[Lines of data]
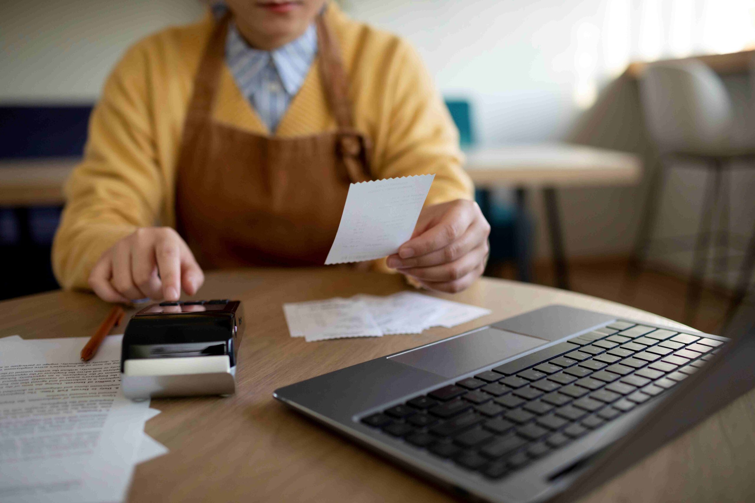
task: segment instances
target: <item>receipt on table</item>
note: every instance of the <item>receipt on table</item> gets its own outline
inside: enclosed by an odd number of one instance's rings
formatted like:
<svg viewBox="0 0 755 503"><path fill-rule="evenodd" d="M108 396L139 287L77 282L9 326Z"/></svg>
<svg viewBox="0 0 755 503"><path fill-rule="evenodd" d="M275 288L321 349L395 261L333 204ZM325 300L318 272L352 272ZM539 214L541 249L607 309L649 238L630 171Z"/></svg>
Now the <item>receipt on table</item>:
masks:
<svg viewBox="0 0 755 503"><path fill-rule="evenodd" d="M283 314L291 336L304 337L307 342L383 335L362 301L330 299L284 304Z"/></svg>
<svg viewBox="0 0 755 503"><path fill-rule="evenodd" d="M411 237L435 175L352 183L325 264L381 259Z"/></svg>

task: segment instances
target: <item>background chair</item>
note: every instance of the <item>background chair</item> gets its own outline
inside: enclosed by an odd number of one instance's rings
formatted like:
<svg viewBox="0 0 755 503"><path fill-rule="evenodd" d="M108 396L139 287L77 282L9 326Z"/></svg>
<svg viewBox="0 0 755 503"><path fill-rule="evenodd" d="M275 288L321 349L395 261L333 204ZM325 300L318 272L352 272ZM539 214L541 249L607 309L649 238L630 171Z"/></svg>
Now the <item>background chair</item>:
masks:
<svg viewBox="0 0 755 503"><path fill-rule="evenodd" d="M729 270L732 248L729 230L729 171L741 165L734 161L752 161L755 152L732 140L733 114L723 82L710 68L695 60L649 65L640 81L645 120L659 153L660 163L650 190L637 241L630 262L636 275L646 258L655 223L658 200L666 170L680 161L692 161L693 169L706 171L700 223L695 238L692 269L687 290L685 321L691 323L700 301L711 242L715 238L713 275ZM718 221L713 222L714 213ZM715 228L713 228L715 225ZM729 312L744 297L755 262L755 235L740 270L740 286ZM742 284L744 281L744 286ZM744 290L743 290L744 289Z"/></svg>

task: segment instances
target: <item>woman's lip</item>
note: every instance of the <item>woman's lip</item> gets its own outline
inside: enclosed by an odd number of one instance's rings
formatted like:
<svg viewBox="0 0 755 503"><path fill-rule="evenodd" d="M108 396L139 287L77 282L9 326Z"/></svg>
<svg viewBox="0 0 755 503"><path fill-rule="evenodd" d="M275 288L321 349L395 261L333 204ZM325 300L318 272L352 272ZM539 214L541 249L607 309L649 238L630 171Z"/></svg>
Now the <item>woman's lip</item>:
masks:
<svg viewBox="0 0 755 503"><path fill-rule="evenodd" d="M264 2L257 4L257 6L273 12L285 13L290 12L300 5L298 2Z"/></svg>

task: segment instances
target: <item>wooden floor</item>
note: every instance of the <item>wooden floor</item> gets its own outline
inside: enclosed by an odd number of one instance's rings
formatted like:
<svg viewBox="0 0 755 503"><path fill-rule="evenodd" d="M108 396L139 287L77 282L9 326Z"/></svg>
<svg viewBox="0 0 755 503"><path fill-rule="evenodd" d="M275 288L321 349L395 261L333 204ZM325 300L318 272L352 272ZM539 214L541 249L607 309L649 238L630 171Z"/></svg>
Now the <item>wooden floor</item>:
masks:
<svg viewBox="0 0 755 503"><path fill-rule="evenodd" d="M695 320L687 321L684 319L686 280L671 274L646 270L633 284L627 280L626 271L627 261L621 259L572 263L569 265L572 290L644 309L707 333L720 333L729 307L729 297L726 293L705 289ZM495 268L491 275L516 279L514 268L509 265ZM534 275L535 283L554 284L553 269L547 263L535 265Z"/></svg>

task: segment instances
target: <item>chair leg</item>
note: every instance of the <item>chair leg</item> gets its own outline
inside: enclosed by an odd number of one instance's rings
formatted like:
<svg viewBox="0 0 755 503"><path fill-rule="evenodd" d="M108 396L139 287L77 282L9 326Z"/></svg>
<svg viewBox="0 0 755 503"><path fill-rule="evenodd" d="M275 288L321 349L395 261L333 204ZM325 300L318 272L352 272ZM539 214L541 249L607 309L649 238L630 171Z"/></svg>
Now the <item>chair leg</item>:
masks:
<svg viewBox="0 0 755 503"><path fill-rule="evenodd" d="M744 300L747 290L750 287L750 282L752 280L753 272L755 271L755 226L753 227L752 235L750 236L750 243L744 252L744 259L742 261L742 266L739 270L739 280L737 281L737 287L734 293L734 296L729 304L729 310L724 317L723 330L725 331L729 324L734 317L734 314L737 308Z"/></svg>
<svg viewBox="0 0 755 503"><path fill-rule="evenodd" d="M713 213L716 206L721 186L721 164L713 161L713 184L706 183L705 194L700 213L700 225L698 228L697 243L695 246L695 256L692 259L692 271L687 287L687 299L684 308L684 322L689 325L695 320L700 296L702 292L703 278L707 265L708 251L710 246L710 225L713 223Z"/></svg>
<svg viewBox="0 0 755 503"><path fill-rule="evenodd" d="M645 210L643 212L642 219L639 221L639 229L637 232L634 250L629 258L629 264L627 268L627 274L632 278L636 278L639 275L647 258L650 238L652 235L655 219L658 216L658 198L663 189L665 169L663 161L659 161L650 179L648 195L645 201Z"/></svg>

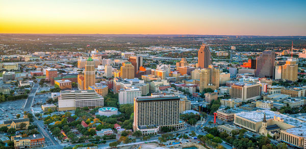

WHAT TO DO →
Count the lines above that contain the string "note" and reply with the number only.

SOLUTION TO THIS PROBLEM →
5